The request: Rescale the records from the start through the line containing "[[490, 21], [587, 133]]", both ends included, and write those lines out again with the requests unchanged and every coordinate in the answers multiplied by 1.45 and rounded to a whole number, halves rounded up. Return only those lines.
____________________
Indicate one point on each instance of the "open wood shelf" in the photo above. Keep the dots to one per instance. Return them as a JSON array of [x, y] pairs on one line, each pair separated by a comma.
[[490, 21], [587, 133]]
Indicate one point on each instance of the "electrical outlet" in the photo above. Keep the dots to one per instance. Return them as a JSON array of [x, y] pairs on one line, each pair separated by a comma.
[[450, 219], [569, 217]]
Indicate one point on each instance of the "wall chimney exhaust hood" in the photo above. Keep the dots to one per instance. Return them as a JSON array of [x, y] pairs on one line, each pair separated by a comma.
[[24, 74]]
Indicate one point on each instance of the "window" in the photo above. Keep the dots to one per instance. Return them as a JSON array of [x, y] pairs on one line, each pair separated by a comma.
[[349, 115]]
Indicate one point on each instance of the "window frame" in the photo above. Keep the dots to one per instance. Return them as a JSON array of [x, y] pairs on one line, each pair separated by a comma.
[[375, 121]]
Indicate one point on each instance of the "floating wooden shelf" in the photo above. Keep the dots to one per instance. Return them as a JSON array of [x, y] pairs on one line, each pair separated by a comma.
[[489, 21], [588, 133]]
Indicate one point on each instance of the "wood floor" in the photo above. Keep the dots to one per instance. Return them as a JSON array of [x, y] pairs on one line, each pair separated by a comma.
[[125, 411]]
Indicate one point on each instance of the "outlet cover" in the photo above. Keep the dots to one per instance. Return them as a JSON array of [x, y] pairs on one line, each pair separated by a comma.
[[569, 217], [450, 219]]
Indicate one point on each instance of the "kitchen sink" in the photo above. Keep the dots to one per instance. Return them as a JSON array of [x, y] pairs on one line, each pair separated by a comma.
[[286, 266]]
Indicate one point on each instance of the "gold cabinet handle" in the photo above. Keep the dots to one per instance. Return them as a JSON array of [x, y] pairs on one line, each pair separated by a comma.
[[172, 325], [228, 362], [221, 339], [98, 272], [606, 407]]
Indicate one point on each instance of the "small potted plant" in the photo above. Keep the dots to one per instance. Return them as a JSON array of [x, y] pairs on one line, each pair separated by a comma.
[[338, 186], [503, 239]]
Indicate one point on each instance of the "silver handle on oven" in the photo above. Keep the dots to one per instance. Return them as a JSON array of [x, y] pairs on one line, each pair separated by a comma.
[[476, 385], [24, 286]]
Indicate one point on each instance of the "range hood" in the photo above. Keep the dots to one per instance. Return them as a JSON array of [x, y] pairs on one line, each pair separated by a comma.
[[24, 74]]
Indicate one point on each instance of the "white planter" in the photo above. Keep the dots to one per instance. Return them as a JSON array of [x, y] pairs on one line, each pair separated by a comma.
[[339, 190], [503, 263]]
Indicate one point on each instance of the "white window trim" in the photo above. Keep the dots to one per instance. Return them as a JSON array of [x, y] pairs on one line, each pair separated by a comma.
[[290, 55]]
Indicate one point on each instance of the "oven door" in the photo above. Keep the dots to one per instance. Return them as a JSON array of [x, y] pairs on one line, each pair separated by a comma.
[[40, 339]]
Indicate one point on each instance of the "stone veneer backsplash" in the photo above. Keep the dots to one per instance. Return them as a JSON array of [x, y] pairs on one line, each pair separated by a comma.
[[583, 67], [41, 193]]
____________________
The answer:
Indicate one point on each instance of the "open wood shelf" in the photo above. Keep the dots to one per instance. Return them as a JSON array of [x, y] pairs on one line, each pair separated by a comma.
[[711, 30], [851, 193]]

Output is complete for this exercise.